SET EXERCISE A -
Decide whether each statement agrees with the court judgment extract, answering yes or no and quoting the deciding words: (i) each party is to bear its own costs; (ii) Rugged was incorporated in January 2019; (iii) the applicant seeks the appointment of provisional liquidators to Rugged Luxe Pty Ltd.
SET EXERCISE B -
In the court judgment extract, swap "administration" for "liquidation" and give the passage from "3. The administrators’" up to and including "Court Rules 2011.".

Federal Court of Australia
Crafted Furniture Pty Ltd v Rugged Luxe Pty Ltd (Administrators Appointed) [2021] FCA 1278
ORDERS
STEWART J | |
DATE OF ORDER: |
THE COURT ORDERS THAT:
1. Paragraphs 1 to 4 of the interlocutory process filed on 13 October 2021 be dismissed.
2. Each party to bear their own costs.
3. The administrators’ costs to be costs in the administration of the defendant.
Note: Entry of orders is dealt with in Rule 39.32 of the Federal Court Rules 2011.
(Delivered ex tempore)
STEWART J:
Introduction
1 On an urgent basis, the applicant, Crafted Furniture Pty Ltd, seeks the appointment of provisional liquidators to the first respondent company, Rugged Luxe Pty Ltd (administrators appointed), under s 472(2) of the Corporations Act 2001 (Cth).
Background
2 The chronology of pertinent events is as follows.
3 Rugged was incorporated in January 2018, with its sole director and shareholder since that date being Justin Burden.

Point labeling examples -
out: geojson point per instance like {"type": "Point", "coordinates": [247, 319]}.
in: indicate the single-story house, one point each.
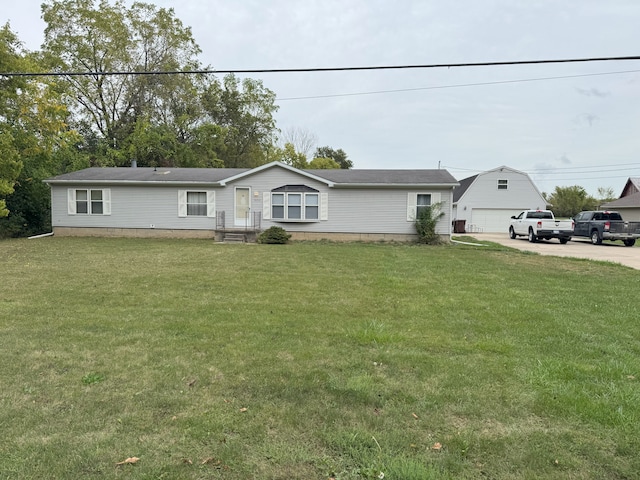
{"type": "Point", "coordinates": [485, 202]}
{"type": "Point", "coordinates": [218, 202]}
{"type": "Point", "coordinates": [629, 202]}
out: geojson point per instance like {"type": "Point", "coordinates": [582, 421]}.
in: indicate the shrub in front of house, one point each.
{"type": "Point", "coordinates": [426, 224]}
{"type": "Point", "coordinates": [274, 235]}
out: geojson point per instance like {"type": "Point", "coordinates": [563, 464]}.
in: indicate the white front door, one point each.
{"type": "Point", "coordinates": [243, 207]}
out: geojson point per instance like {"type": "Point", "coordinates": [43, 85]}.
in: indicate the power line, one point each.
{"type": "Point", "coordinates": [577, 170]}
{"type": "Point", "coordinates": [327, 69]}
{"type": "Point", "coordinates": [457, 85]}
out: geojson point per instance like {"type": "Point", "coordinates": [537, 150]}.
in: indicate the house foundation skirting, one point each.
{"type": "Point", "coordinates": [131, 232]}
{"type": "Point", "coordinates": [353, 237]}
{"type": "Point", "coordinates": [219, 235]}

ANSWER A -
(i) Yes: "Each party to bear their own costs."
(ii) No: "Rugged was incorporated in January 2018"
(iii) Yes: "seeks the appointment of provisional liquidators to the first respondent company, Rugged Luxe Pty Ltd (administrators appointed)"

ANSWER B -
3. The administrators’ costs to be costs in the liquidation of the defendant.
Note: Entry of orders is dealt with in Rule 39.32 of the Federal Court Rules 2011.